→ Task description
No pictures, nothing altered: return the data below.

→ Record extracts
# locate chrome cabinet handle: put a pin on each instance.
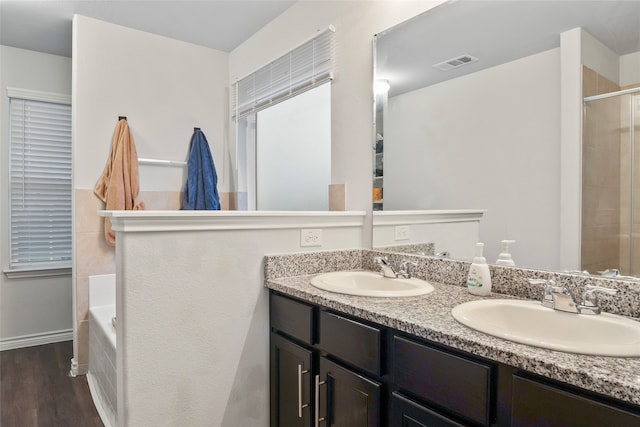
(318, 420)
(300, 405)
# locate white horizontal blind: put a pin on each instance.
(301, 69)
(40, 184)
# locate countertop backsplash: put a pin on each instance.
(512, 281)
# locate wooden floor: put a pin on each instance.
(37, 391)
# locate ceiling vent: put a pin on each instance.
(452, 63)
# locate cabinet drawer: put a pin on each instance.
(407, 413)
(351, 341)
(292, 317)
(455, 384)
(538, 404)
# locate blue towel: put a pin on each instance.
(200, 192)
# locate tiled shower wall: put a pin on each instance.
(601, 171)
(609, 238)
(93, 256)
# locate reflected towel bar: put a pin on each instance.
(159, 162)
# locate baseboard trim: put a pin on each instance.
(77, 368)
(36, 339)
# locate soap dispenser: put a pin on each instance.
(505, 257)
(479, 279)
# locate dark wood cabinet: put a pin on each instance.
(543, 405)
(291, 370)
(407, 413)
(346, 398)
(459, 385)
(349, 372)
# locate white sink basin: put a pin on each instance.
(528, 322)
(368, 283)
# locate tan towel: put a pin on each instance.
(119, 184)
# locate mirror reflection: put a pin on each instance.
(480, 102)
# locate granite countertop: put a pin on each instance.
(429, 316)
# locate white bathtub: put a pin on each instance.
(102, 347)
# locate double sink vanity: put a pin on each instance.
(439, 355)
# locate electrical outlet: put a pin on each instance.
(310, 237)
(402, 232)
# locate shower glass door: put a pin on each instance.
(611, 183)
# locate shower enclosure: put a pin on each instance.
(611, 182)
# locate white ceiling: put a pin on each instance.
(496, 32)
(45, 26)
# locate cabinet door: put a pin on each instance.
(347, 399)
(290, 377)
(539, 405)
(405, 413)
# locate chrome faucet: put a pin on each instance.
(387, 270)
(560, 297)
(590, 299)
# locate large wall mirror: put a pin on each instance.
(471, 117)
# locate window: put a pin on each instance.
(40, 185)
(283, 129)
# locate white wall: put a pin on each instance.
(356, 22)
(165, 88)
(193, 324)
(489, 140)
(30, 308)
(630, 69)
(600, 58)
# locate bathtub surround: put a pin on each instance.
(193, 312)
(102, 345)
(166, 89)
(429, 316)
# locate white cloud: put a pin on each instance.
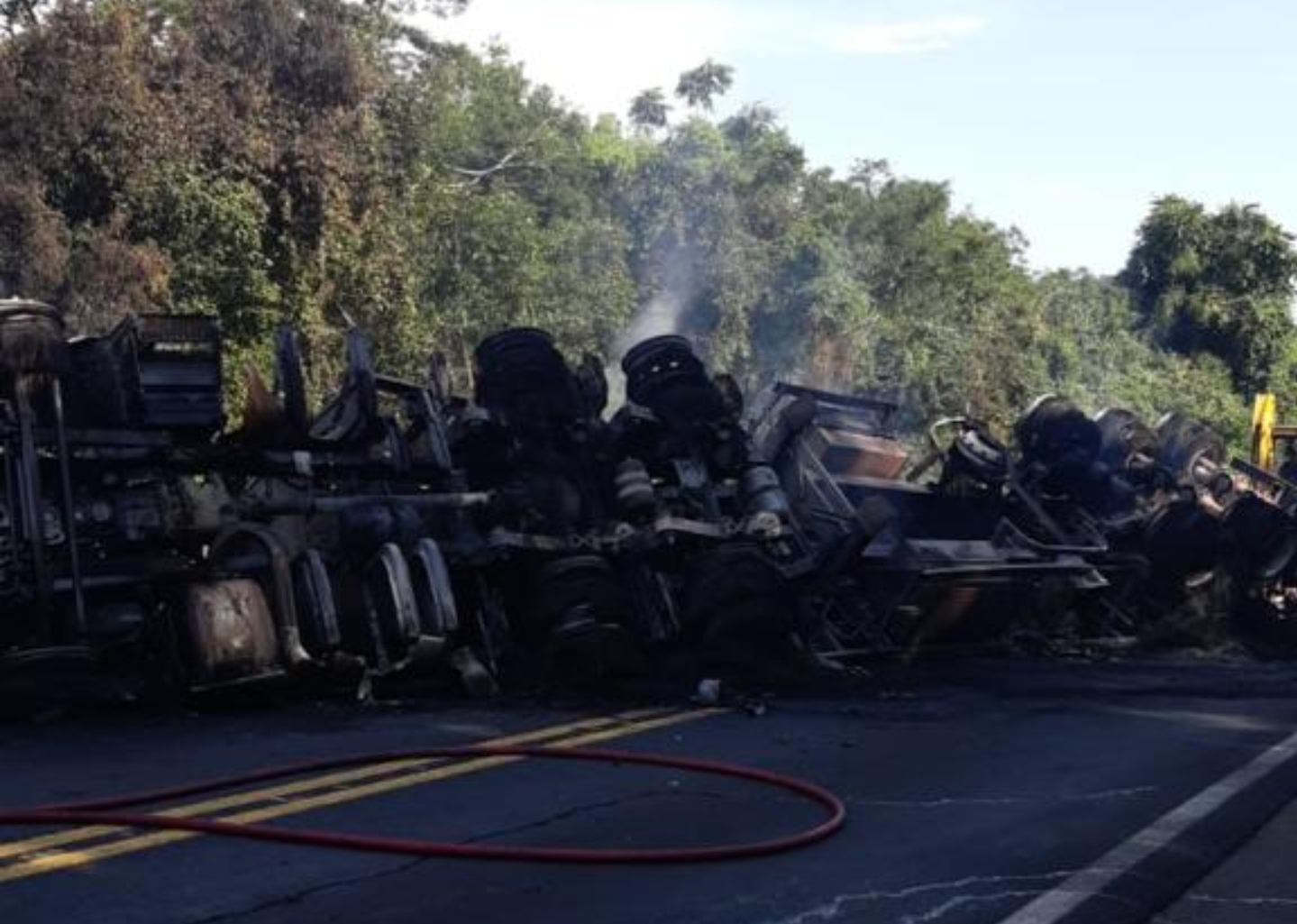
(599, 55)
(903, 38)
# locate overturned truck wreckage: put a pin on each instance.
(523, 535)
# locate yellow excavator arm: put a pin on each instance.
(1267, 434)
(1264, 416)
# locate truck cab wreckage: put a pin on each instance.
(523, 535)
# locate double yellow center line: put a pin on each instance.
(83, 846)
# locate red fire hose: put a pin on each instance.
(114, 811)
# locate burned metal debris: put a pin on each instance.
(523, 534)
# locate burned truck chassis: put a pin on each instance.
(520, 535)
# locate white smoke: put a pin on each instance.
(663, 313)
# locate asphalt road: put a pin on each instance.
(1004, 791)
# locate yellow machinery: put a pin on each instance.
(1267, 435)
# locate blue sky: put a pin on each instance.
(1063, 117)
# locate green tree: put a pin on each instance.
(700, 86)
(1218, 283)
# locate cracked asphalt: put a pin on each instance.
(973, 791)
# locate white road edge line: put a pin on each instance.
(1068, 896)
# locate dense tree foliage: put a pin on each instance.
(322, 162)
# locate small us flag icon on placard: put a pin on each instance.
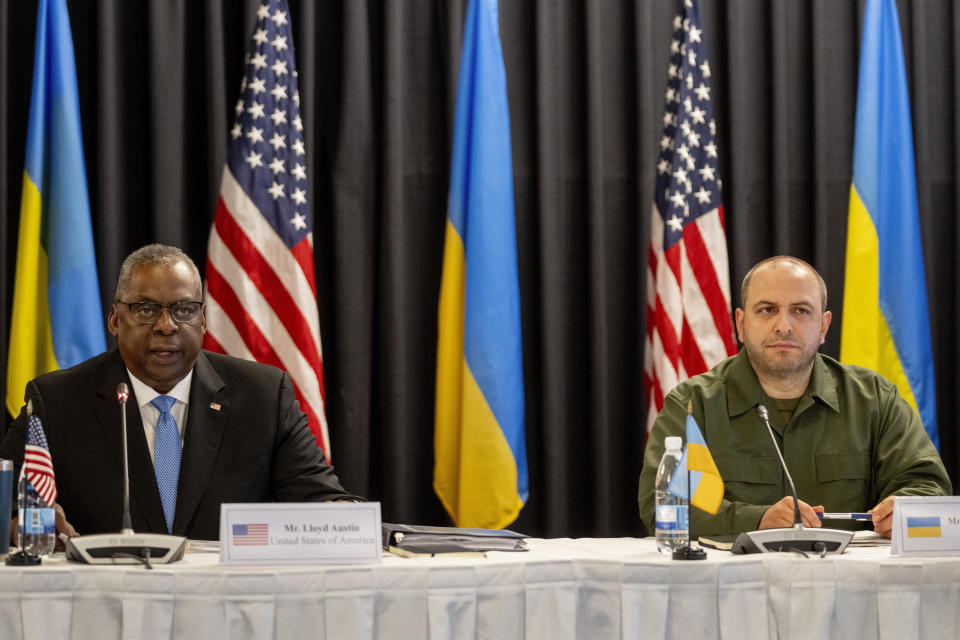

→ Task response
# locate chrome cabinet handle: put a pin on each instance.
(318, 420)
(300, 405)
# locate white horizontal blind: put a pin on each instance.
(301, 69)
(40, 184)
# locate countertop backsplash: put a pin on each instance.
(512, 281)
# locate wooden floor: put a pin on each instance.
(37, 391)
# locate ceiling vent: put a pin on each instance.
(452, 63)
# locate cabinet drawer: put a pin on each instance.
(407, 413)
(351, 341)
(292, 317)
(455, 384)
(538, 404)
# locate blue towel: put a pin on each instance.
(200, 192)
# locate tiled shower wall: put a pin on each instance.
(601, 171)
(609, 238)
(93, 256)
# locate reflected towel bar: put a pin on each instance.
(159, 162)
# locate baseboard trim: put a pin on each instance.
(77, 368)
(36, 339)
# locate soap dispenser: put a pin on each instance.
(505, 257)
(479, 279)
# locate dark wood cabinet: put a pin on each instance.
(543, 405)
(291, 370)
(407, 413)
(346, 398)
(459, 385)
(349, 372)
# locate white sink basin: put a pin on each instance.
(528, 322)
(368, 283)
# locate tan towel: put a pin on each instance.
(119, 184)
# locate mirror reflection: put a pin on each instance.
(480, 102)
# locate granite countertop: put a pin on each instance.
(429, 316)
# locate white bathtub: put a pin on each instance.
(102, 347)
# locate double sink vanity: put a pin on each instance.
(439, 355)
# locate electrical outlet: put a pin on each instance.
(310, 237)
(402, 232)
# locate shower glass door: put a pin on each instance.
(611, 183)
# locate shower enclosure: put a pin on each instance.
(611, 182)
# locate white ceiling: put a pin on each instance.
(496, 32)
(45, 26)
# locate cabinet door: put a pin on each instance.
(347, 399)
(290, 377)
(539, 405)
(405, 413)
# locate chrome faucet: put a pin on each instance.
(387, 270)
(560, 297)
(590, 299)
# locate large wall mirror: put a pin on each instance.
(471, 117)
# locate window: put a pin on each instance.
(40, 185)
(283, 129)
# locate white wall: put a pin on each instance.
(356, 22)
(165, 88)
(193, 324)
(489, 140)
(30, 308)
(630, 69)
(600, 58)
# locate bathtub surround: put a pin on each instance.
(193, 312)
(102, 345)
(166, 89)
(429, 316)
# locate white cloud: put a pin on each instance.
(599, 55)
(903, 38)
# locate overturned truck wreckage: put a pin on each instance.
(523, 535)
# locate yellow excavator arm: put a pin on each instance.
(1267, 434)
(1264, 416)
# locate truck cab wreckage: put a pin on each instance.
(523, 535)
# locate double yellow center line: put a pin on each instance.
(83, 846)
# locate red fire hose: put a pin on each instance.
(114, 811)
# locate burned metal debris: put a pin on each instance.
(523, 534)
# locate burned truck chassis: put a pin on each instance.
(520, 535)
# locate white smoke: put a pin on each instance.
(663, 313)
# locate asphalt road: put a pin on each instance.
(1004, 791)
# locate yellow machinery: put a pin on each instance.
(1267, 435)
# locate blue sky: put a pin on each instance.
(1063, 117)
# locate green tree: put a pin on each instance.
(700, 86)
(1218, 283)
# locate cracked asphalt: put a pin on each instance.
(973, 791)
# locate white road edge line: put a pin on each instance.
(1068, 896)
# locate dense tree foliage: put a pin on each instance.
(322, 162)
# locate small us flag icon on placard: put a pin on each instance.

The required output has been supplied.